══ Extracto de entrevista

Entrevista
Arturo Borra, poeta
“Vivir también supone una herida que no puede suturarse”
Por Esther Peñas
19/02/2021
Escuchar al otro. Al otro, al distinto, al extranjero. Dar espacio al dolor. Al propio, recibirlo, no sustraerse del ajeno, no ser indiferentes al sufrimiento del otro. Hacernos cargo de nuestra responsabilidad, asumirla. Saber que hay quien sufre. Que todos sufrimos. Ser conscientes y pelear la batalla preservando cierta inocencia, reparar el mundo, en el remiendo que nos toque. Que el lenguaje que impregne no sea inocuo, no puede serlo. Estos son algunos de los asuntos del poemario Desde lejos (Eolas ediciones), de poeta Arturo Borra (Argentina, 1972).
¿Qué se requiere para que «el vacío se convierta en lugar de lo naciente»?

════

• Tarea 1: Repite de la entrevista a Arturo Borra todo lo que va desde "Por Esther Peñas" hasta "Borra (Argentina, 1972).", sin cambiar nada.
• Tarea 2:
Responde con datos de la entrevista a Arturo Borra:
(a) ¿Quién firma la entrevista?
(b) ¿Qué fecha lleva la entrevista?
(c) ¿Qué editorial publica el poemario Desde lejos?
Los registros no intervienen en nada de esto.

══ Registros listados

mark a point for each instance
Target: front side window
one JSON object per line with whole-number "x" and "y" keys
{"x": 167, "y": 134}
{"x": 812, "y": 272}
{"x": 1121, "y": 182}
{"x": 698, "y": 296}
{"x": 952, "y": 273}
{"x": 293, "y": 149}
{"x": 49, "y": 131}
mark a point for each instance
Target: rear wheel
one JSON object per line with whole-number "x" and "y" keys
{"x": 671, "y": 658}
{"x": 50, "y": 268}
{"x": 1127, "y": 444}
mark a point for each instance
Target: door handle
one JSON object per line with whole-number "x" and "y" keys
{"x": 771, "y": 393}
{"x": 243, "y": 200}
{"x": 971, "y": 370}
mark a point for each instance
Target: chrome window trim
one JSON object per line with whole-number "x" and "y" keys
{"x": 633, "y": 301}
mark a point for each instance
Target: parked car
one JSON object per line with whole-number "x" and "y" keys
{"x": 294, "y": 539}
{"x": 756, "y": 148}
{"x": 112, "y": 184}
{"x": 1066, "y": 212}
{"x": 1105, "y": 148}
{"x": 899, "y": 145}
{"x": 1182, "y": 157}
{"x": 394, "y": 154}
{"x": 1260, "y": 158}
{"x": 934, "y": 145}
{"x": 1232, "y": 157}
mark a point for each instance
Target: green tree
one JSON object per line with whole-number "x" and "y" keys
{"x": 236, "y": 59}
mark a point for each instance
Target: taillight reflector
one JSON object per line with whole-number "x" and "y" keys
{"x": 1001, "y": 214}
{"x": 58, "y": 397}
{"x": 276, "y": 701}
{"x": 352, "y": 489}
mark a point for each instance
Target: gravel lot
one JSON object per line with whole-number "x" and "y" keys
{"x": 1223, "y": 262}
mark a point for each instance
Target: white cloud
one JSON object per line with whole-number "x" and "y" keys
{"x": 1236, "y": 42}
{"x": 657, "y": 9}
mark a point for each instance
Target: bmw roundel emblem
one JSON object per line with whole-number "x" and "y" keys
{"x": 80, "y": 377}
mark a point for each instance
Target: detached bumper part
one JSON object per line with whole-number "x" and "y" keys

════

• Respuesta escrita 1:
Por Esther Peñas
19/02/2021
Escuchar al otro. Al otro, al distinto, al extranjero. Dar espacio al dolor. Al propio, recibirlo, no sustraerse del ajeno, no ser indiferentes al sufrimiento del otro. Hacernos cargo de nuestra responsabilidad, asumirla. Saber que hay quien sufre. Que todos sufrimos. Ser conscientes y pelear la batalla preservando cierta inocencia, reparar el mundo, en el remiendo que nos toque. Que el lenguaje que impregne no sea inocuo, no puede serlo. Estos son algunos de los asuntos del poemario Desde lejos (Eolas ediciones), de poeta Arturo Borra (Argentina, 1972).

• Respuesta escrita 2:
(a) Esther Peñas.
(b) 19/02/2021.
(c) Eolas ediciones.